READING PASSAGE:
===============
Top student trait: Believes

Weekender

By THOMAS HUKAHU
IN the last issue of this supplement, I discussed the top student trait of “teaching others”.
The top student will naturally be a good teacher in helping his or her peers to achieve the same enviable results that s/he obtains week after week.
The top student works hard to master concepts and in turn guides others in the path that s/he has already taken.
This week’s top student trait will be the last in this series and it will be that the top student “believes”.
That is, the top student believes that s/he can do better in whatever tests or subject that needs to be done. S/he will not be afraid of learning new skills and trying out a new line of things. S/he believes – s/he has faith that even though times are hard and there are often failures, there will be a time where the outcomes will be successful if more effort and more time is given in what they do.

The top student traits
Let me briefly recap for you the past seven “top student traits” that I have shared in past weeks.
===============
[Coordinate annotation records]
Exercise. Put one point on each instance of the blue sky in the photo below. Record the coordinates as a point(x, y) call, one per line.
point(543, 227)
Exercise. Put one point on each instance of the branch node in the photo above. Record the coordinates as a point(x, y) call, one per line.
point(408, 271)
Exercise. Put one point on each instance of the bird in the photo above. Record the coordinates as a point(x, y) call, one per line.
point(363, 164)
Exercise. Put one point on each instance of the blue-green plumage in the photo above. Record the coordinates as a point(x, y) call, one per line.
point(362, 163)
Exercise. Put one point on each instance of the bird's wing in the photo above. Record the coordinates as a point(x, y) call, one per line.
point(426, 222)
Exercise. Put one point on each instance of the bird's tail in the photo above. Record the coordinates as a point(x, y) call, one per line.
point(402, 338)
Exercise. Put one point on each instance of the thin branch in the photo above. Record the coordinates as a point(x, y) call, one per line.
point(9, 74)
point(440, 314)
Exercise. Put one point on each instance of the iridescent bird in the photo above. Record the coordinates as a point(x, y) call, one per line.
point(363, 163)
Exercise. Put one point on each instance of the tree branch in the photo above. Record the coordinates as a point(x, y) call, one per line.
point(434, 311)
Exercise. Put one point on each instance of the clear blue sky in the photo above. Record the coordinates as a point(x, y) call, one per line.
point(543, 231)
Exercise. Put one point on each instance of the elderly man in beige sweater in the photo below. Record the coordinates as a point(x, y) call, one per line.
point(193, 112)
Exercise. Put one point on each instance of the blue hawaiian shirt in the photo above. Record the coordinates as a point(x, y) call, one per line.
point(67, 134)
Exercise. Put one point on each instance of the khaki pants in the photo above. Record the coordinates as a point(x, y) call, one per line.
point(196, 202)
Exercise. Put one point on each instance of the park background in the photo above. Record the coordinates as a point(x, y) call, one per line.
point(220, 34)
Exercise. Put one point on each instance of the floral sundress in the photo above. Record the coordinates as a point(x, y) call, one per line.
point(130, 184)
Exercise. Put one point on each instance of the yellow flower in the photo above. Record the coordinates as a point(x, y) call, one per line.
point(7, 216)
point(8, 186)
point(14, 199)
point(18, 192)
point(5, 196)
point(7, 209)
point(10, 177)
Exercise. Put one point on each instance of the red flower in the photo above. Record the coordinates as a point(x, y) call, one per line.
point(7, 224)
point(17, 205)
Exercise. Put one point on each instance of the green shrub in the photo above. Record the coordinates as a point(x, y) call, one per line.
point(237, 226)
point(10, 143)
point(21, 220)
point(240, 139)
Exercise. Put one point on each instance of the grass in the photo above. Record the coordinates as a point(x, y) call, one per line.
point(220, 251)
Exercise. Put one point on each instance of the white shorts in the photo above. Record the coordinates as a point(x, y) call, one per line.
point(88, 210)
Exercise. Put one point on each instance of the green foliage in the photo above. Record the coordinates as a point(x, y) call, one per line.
===============
TASKS TO COMPLETE:
• a. Reproduce the passage of the article on top student traits above, beginning at the words "That is, the" and ending after the words "what they do.".
• b. Indicate whether each statement agrees with the article on top student traits, answering yes or no and quoting the words of the article that decide it. (i) The trait discussed this week is the final one in the series. (ii) The previous issue of the supplement covered the trait of teaching others. (iii) The top student is reluctant to learn new skills.

ANSWER LIST:
• a.
That is, the top student believes that s/he can do better in whatever tests or subject that needs to be done. S/he will not be afraid of learning new skills and trying out a new line of things. S/he believes – s/he has faith that even though times are hard and there are often failures, there will be a time where the outcomes will be successful if more effort and more time is given in what they do.

• b.
(i) Yes: "This week’s top student trait will be the last in this series"
(ii) Yes: "IN the last issue of this supplement, I discussed the top student trait of “teaching others”."
(iii) No: "S/he will not be afraid of learning new skills"